** Task data **
┄┄┄┄┄┄┄┄┄┄┄┄┄┄┄┄┄┄┄┄

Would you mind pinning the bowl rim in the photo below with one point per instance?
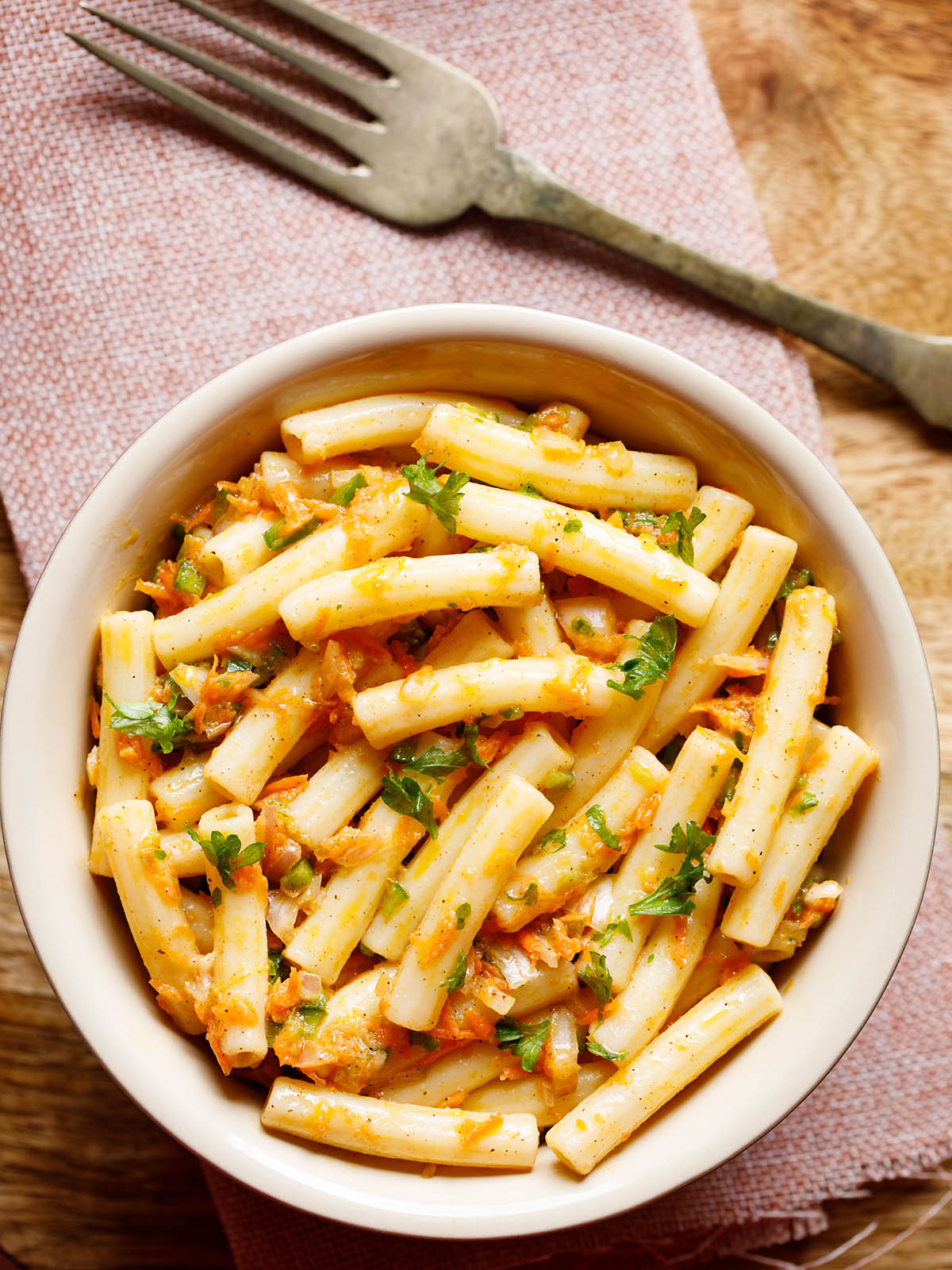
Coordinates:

┄┄┄┄┄┄┄┄┄┄┄┄┄┄┄┄┄┄┄┄

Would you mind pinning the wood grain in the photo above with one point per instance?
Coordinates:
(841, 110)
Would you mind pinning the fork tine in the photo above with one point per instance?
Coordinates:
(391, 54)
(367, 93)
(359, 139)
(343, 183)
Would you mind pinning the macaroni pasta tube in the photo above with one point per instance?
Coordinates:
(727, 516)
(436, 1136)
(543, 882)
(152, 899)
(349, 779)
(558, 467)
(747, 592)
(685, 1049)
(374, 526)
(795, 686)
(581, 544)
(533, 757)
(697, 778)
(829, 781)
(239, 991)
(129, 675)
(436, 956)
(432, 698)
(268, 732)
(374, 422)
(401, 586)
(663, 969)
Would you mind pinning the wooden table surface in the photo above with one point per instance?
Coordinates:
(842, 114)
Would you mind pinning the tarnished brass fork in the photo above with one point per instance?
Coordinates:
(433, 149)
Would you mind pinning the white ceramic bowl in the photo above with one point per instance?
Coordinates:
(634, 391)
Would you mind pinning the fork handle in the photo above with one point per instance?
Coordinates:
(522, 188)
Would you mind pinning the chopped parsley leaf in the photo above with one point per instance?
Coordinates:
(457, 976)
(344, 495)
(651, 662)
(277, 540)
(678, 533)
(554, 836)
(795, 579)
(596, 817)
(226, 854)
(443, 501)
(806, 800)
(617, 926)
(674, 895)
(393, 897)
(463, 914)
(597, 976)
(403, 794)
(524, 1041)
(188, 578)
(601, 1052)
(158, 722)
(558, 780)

┄┄┄┄┄┄┄┄┄┄┄┄┄┄┄┄┄┄┄┄

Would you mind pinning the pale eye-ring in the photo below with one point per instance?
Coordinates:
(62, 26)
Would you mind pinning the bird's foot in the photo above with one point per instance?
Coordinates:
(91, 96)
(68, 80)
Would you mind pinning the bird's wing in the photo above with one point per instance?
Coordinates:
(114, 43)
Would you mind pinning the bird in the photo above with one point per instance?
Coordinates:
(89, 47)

┄┄┄┄┄┄┄┄┄┄┄┄┄┄┄┄┄┄┄┄

** What you are asked to do **
Please count the lines in the rows above that contain the string "fork", treating uppercase and lowercase as different. Reply with only the number.

** Result **
3